- Work to complete
Nothing but an exact repetition of the entries should appear in the answer.

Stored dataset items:
§

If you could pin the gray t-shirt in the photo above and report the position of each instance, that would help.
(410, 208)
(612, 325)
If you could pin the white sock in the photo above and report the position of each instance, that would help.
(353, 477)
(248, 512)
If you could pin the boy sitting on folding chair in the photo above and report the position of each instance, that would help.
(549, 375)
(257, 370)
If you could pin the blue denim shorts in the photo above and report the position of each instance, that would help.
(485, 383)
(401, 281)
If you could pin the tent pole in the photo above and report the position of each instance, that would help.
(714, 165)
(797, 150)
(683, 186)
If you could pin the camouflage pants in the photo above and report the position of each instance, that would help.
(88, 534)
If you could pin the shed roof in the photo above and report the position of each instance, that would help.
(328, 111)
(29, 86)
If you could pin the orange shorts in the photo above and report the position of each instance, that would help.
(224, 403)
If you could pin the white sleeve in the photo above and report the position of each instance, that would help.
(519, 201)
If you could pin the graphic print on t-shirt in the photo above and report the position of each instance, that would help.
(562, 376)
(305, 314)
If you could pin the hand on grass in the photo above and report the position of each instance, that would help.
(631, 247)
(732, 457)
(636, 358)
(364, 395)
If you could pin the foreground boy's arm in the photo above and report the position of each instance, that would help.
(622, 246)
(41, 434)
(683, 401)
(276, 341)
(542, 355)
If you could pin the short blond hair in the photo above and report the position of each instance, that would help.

§

- Output for this exercise
If you could pin the gray t-shirt in the photo above and report the position of each instance, that would help.
(410, 208)
(612, 325)
If you could pin the white sock in the photo above and report the position of each instance, that would help.
(353, 477)
(248, 512)
If you could pin the boy sitting on folding chair in the photo above and report the position of each instance, that would help.
(549, 375)
(257, 370)
If you could pin the blue denim shorts in the photo above and report the position of each instance, that would help.
(485, 383)
(401, 281)
If you could pin the tent pole in the photo above and report the position of each instance, that would help.
(714, 165)
(797, 150)
(683, 186)
If you could pin the camouflage pants in the photo above and report the position of each instance, that would help.
(88, 534)
If you could pin the shed roof in the photo above and report the position of each instance, that would help.
(328, 111)
(29, 86)
If you could pin the orange shorts in the photo above and report the position of each instance, that would help.
(224, 403)
If you could pin the white sleeve in the photo above and report the position of each instance, that would help.
(519, 201)
If you could pin the graphic print on t-shirt in the photo above and report the position of each instance, that would help.
(562, 376)
(305, 314)
If you could pin the hand on grass in the photo above and report the position of each instance, that would help.
(631, 247)
(732, 457)
(636, 358)
(364, 395)
If you could pin the foreground boy's arm in the photo above and report the position of each instance, that would help.
(622, 246)
(41, 434)
(683, 401)
(276, 341)
(542, 355)
If you could pin the short blond hair in the photo above and report the position of each instance, that would help.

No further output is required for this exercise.